* **PASSAGE GIVEN**
--- begin ---
To view just the first few rows, you can use the [`df.show()`](https://www.getdaft.io/projects/docs/en/stable/api_docs/doc_gen/dataframe_methods/daft.DataFrame.show.html#daft.DataFrame.show) method:

In [21]:
df.show(3)

first_name Utf8,last_name Utf8,age Int64,DoB Date,country Utf8,has_dog Boolean
Wolfgang,Winter,23,2001-02-12,Germany,
Shandra,Shamas,57,1967-01-02,United Kingdom,True
Zaya,Zaphora,40,1984-04-07,United Kingdom,True


Now let's take a look at some common DataFrame operations.

## Selecting Columns

You can **select** specific columns from your DataFrame with the [`df.select()`](https://www.getdaft.io/projects/docs/en/stable/api_docs/doc_gen/dataframe_methods/daft.DataFrame.select.html#daft.DataFrame.select) method.

<div class="admonition failure">
    <p class="admonition-title">todo(docs): sql equivalent?</p>
</div>

In [22]:
df.select("first_name", "has_dog").show()

first_name Utf8,has_dog Boolean
Wolfgang,
Shandra,True
Zaya,True
Ernesto,True
James,True


## Selecting Rows

You can **filter** rows using the [`df.where()`](https://www.getdaft.io/projects/docs/en/stable/api_docs/doc_gen/dataframe_methods/daft.DataFrame.where.html#daft.DataFrame.where) method that takes an Logical Expression predicate input. In this case, we call the [`df.col()`](https://www.getdaft.io/projects/docs/en/stable/api_docs/doc_gen/expression_methods/daft.col.html#daft.col) method that refers to the column with the provided name `age`:

In [23]:
df.where(daft.col("age") >= 40).show()

first_name Utf8,last_name Utf8,age Int64,DoB Date,country Utf8,has_dog Boolean
Shandra,Shamas,57,1967-01-02,United Kingdom,True
Zaya,Zaphora,40,1984-04-07,United Kingdom,True
James,Jale,62,1962-03-24,Canada,True


Filtering can give you powerful optimization when you are working with partitioned files or tables. Daft will use the predicate to read only the necessary partitions, skipping any data that is not relevant.

<div class="admonition tip">
    <p class="admonition-title">Note</p>
    <p>
        As mentioned earlier that our Parquet file is partitioned on the <code>country</code> column, this means that queries with a <code>country</code> predicate will benefit from query optimization.
    </p>
</div>

## Excluding Data

You can **limit** the number of rows in a DataFrame by calling the [`df.limit()`](https://www.getdaft.io/projects/docs/en/stable/api_docs/doc_gen/dataframe_methods/daft.DataFrame.limit.html#daft.DataFrame.limit) method:

In [24]:
df.limit(1).show()
--- end ---
* **CHALLENGE A**
In the records, rewrite the lines from the line with "target | forest floor vegetation" to the line with "x=539, y=510", both included, keeping everything else the same. Add 17 to each coordinate in the answers.
The text and the records have no connection to each other.

* **RECORDED DATA**
--- begin ---
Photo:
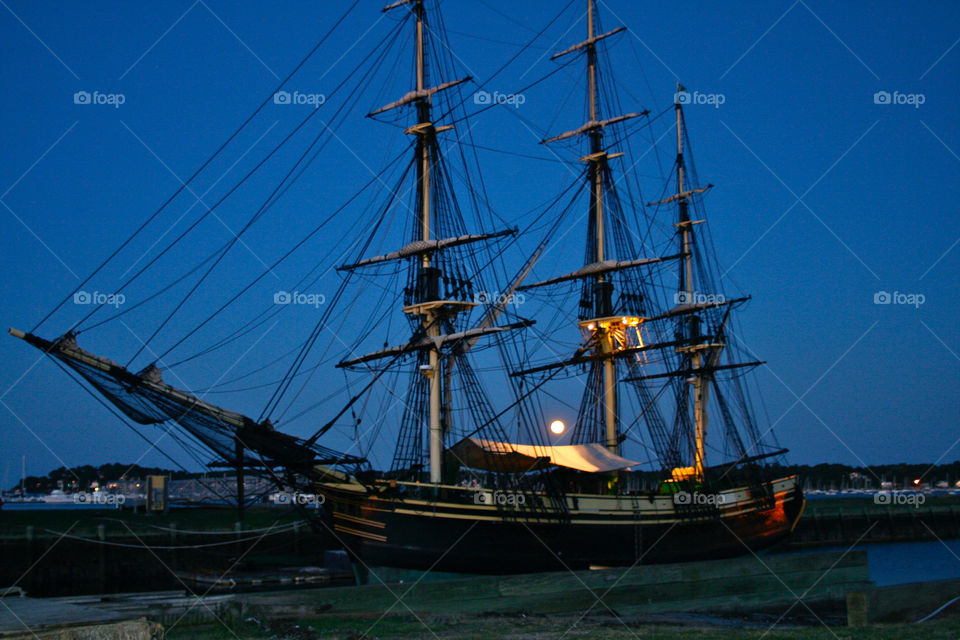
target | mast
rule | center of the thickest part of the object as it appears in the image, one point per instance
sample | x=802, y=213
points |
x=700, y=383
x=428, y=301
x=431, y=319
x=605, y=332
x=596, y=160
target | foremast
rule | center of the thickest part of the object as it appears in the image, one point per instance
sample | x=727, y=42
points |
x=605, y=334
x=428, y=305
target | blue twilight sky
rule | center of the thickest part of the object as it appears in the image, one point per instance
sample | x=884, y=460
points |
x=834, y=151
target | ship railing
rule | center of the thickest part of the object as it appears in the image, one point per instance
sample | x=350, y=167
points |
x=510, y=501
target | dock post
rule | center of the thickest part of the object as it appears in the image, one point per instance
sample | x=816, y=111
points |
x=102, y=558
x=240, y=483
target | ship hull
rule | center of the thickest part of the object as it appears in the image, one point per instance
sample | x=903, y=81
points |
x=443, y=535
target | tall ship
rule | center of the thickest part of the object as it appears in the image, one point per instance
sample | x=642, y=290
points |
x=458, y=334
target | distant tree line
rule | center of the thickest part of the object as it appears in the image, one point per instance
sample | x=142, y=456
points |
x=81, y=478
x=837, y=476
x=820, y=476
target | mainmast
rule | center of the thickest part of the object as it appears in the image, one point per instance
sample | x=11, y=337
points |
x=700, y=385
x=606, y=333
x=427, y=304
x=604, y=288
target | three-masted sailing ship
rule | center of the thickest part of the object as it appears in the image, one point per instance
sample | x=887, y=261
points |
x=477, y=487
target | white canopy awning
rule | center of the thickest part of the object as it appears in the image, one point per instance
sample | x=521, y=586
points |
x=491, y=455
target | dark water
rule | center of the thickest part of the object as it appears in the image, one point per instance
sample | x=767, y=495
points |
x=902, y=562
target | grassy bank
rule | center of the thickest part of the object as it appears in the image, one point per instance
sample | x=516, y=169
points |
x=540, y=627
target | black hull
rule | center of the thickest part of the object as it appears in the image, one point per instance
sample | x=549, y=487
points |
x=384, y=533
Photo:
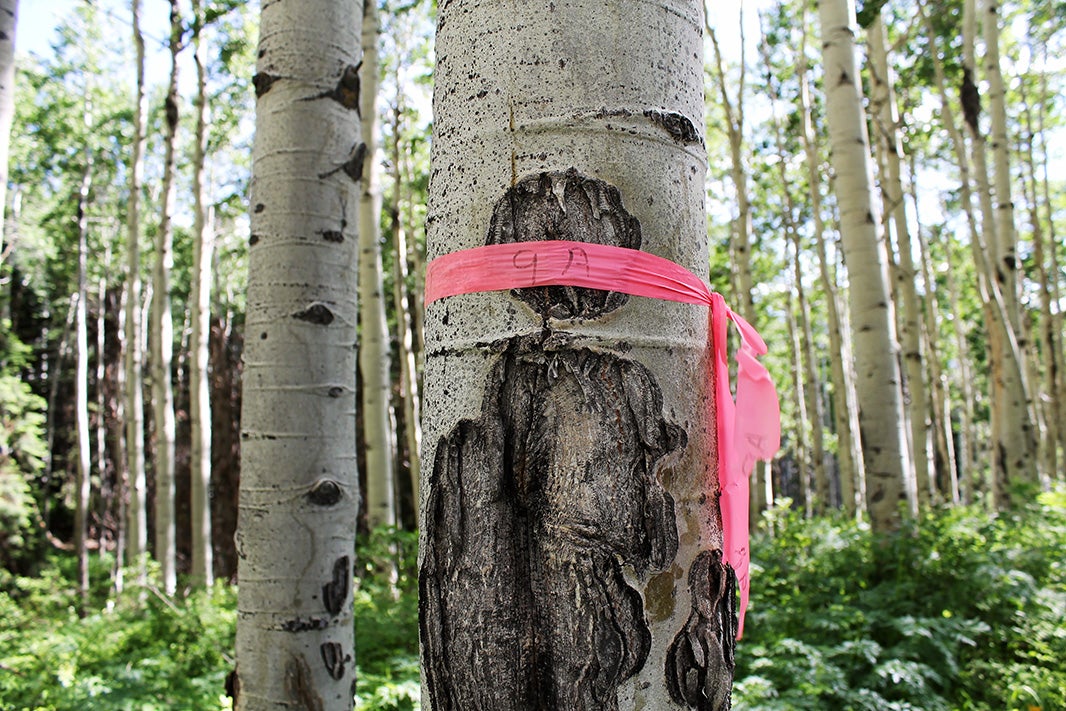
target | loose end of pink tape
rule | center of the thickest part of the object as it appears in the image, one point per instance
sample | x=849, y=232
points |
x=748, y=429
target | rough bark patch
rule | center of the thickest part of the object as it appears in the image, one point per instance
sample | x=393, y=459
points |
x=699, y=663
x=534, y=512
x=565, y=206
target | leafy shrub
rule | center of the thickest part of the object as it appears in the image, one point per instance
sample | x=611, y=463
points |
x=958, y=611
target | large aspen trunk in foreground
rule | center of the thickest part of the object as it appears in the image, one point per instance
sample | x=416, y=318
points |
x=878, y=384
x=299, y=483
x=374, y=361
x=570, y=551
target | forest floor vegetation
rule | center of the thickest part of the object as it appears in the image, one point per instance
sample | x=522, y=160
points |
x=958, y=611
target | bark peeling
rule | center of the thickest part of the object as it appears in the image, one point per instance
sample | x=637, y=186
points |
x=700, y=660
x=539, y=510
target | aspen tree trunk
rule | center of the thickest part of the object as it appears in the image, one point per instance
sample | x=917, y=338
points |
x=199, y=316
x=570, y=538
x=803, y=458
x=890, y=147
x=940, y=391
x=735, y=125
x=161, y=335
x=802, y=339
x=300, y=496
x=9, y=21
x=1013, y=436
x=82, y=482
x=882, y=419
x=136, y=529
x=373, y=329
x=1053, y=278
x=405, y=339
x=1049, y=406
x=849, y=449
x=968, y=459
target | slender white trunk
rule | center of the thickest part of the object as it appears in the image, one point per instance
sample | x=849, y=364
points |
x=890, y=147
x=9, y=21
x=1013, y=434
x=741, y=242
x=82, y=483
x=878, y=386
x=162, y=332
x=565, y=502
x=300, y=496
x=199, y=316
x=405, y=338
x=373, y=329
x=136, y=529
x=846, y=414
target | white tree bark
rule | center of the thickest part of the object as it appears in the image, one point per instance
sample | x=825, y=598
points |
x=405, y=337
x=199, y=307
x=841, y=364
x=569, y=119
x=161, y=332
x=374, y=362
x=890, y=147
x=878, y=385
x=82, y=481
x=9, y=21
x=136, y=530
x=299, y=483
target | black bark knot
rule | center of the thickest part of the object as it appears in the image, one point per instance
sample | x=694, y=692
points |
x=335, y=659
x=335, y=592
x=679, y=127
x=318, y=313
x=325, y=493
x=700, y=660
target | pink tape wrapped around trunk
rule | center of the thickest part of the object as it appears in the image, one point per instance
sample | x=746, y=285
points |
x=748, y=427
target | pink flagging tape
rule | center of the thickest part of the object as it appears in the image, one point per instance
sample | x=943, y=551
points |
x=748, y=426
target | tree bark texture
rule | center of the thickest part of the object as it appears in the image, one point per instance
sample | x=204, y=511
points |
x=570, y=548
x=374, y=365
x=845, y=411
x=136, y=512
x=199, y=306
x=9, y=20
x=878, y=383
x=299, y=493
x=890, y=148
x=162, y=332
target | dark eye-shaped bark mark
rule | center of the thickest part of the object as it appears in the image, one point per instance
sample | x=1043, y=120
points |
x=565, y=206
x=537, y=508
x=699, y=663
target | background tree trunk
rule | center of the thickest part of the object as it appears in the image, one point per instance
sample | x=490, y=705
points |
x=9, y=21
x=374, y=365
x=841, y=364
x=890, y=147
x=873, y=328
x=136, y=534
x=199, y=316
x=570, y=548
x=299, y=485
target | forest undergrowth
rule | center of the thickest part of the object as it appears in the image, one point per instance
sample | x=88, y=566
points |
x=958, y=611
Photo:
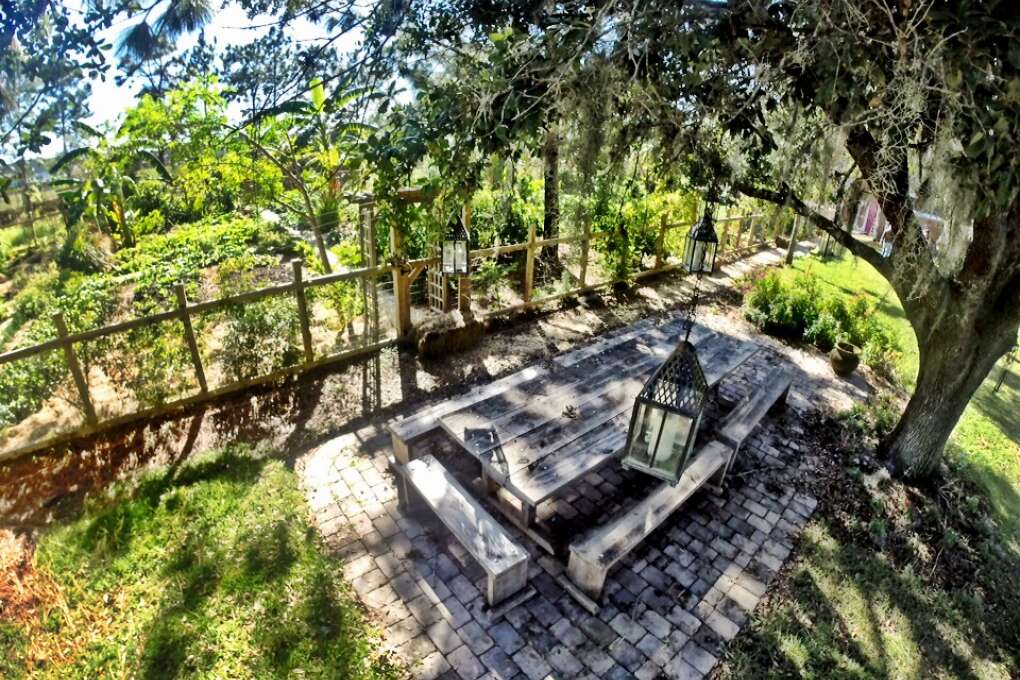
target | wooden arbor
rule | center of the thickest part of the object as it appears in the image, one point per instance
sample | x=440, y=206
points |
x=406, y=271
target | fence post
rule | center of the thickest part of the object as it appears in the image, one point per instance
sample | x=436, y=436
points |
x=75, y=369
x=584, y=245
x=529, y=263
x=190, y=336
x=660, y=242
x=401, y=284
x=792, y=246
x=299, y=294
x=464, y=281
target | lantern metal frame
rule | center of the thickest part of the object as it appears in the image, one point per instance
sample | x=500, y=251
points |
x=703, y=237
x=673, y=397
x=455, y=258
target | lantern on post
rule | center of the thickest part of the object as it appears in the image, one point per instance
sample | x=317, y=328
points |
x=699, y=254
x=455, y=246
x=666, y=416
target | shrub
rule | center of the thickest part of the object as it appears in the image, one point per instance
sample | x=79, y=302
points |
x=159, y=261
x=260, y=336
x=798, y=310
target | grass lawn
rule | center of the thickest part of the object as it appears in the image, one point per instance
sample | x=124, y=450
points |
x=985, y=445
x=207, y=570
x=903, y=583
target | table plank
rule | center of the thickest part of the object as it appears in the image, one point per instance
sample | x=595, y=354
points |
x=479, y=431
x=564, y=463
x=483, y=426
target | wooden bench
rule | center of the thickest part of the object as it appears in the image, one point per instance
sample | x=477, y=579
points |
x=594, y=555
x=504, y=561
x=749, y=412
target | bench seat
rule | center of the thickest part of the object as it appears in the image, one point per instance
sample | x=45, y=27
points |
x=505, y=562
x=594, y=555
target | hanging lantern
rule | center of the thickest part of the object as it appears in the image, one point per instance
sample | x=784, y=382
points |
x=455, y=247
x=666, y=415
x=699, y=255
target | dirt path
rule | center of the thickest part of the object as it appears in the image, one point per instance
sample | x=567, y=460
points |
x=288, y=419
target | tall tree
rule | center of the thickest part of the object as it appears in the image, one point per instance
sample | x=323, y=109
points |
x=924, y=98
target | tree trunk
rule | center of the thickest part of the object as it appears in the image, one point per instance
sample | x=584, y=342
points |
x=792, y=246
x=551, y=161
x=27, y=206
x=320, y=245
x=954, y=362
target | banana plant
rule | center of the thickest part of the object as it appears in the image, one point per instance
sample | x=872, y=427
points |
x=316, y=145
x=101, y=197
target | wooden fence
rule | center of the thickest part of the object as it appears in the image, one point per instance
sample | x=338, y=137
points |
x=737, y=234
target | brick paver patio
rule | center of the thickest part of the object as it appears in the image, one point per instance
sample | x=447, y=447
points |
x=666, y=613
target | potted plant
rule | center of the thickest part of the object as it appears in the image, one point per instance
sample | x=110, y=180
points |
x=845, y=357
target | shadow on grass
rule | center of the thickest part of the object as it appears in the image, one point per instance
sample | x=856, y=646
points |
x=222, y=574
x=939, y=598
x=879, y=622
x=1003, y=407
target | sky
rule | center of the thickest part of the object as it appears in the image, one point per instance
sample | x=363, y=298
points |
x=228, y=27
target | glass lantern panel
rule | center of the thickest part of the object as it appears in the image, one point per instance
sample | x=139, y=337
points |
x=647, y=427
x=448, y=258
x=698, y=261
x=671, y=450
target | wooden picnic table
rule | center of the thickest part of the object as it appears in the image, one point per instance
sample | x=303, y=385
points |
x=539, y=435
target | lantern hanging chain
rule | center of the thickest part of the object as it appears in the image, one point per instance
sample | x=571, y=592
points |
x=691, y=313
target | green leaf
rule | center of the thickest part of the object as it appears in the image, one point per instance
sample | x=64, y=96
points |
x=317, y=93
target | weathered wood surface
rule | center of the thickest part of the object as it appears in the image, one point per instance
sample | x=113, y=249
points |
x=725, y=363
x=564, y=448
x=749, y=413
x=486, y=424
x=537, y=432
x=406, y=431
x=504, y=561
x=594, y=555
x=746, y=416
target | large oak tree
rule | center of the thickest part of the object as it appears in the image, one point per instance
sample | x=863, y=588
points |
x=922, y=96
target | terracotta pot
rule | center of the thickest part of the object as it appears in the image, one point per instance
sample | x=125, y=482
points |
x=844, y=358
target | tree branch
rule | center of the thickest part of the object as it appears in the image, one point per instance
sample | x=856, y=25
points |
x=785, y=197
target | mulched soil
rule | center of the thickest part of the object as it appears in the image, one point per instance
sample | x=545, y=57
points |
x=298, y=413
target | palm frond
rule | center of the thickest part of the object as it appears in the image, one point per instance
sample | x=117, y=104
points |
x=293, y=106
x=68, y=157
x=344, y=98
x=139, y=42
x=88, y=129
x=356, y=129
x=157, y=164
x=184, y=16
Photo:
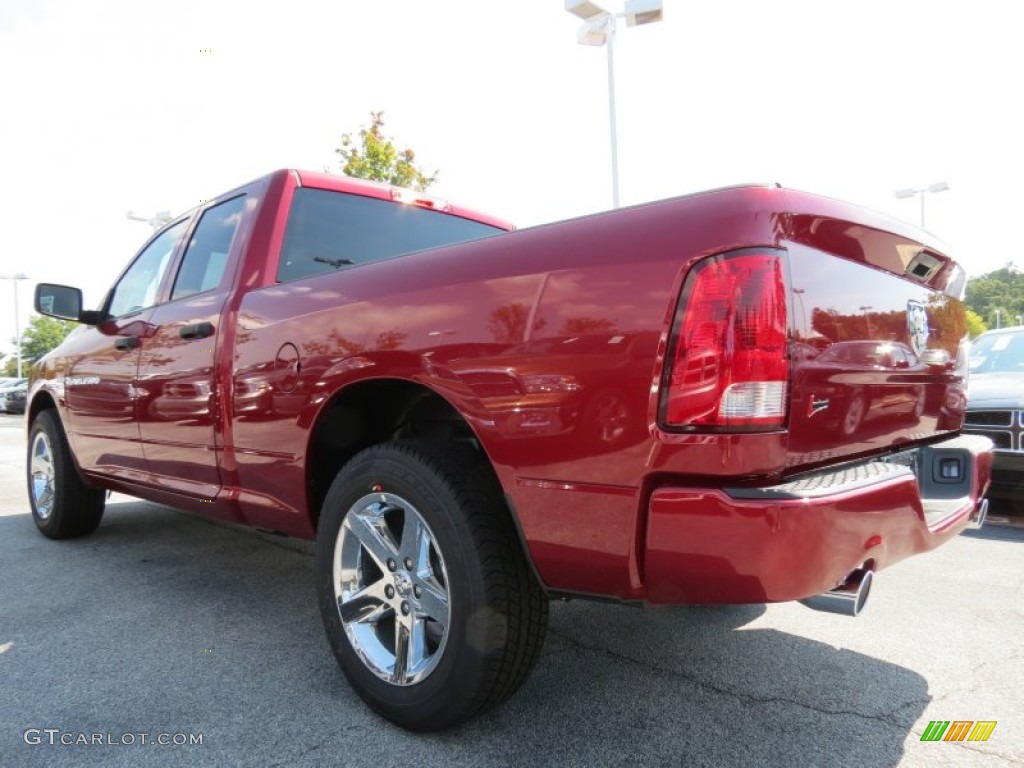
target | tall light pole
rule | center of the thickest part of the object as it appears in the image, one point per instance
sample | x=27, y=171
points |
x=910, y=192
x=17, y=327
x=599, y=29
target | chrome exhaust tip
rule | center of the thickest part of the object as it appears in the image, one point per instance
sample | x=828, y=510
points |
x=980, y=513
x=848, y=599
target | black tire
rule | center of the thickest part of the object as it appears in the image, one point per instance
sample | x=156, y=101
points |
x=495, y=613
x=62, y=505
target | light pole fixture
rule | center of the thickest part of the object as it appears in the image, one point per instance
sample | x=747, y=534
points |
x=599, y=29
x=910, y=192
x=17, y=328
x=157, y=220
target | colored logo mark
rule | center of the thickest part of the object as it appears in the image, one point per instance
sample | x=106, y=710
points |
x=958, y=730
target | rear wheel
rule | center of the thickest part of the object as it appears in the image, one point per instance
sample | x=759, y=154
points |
--- end ---
* **CHALLENGE B**
Quote the Daft DataFrame passage from "Filtering can give" to "is not relevant.".

* **RIGHT ANSWER A**
target | forest floor vegetation
rule | center of the thickest part of the object as it appears in the image, one point per instance
sample | x=522, y=160
points |
x=975, y=628
target | bark peeling
rule | center of the thickest part of the object as it appears in the image, one point per instance
sample | x=637, y=186
points |
x=717, y=677
x=556, y=527

* **RIGHT ANSWER B**
Filtering can give you powerful optimization when you are working with partitioned files or tables. Daft will use the predicate to read only the necessary partitions, skipping any data that is not relevant.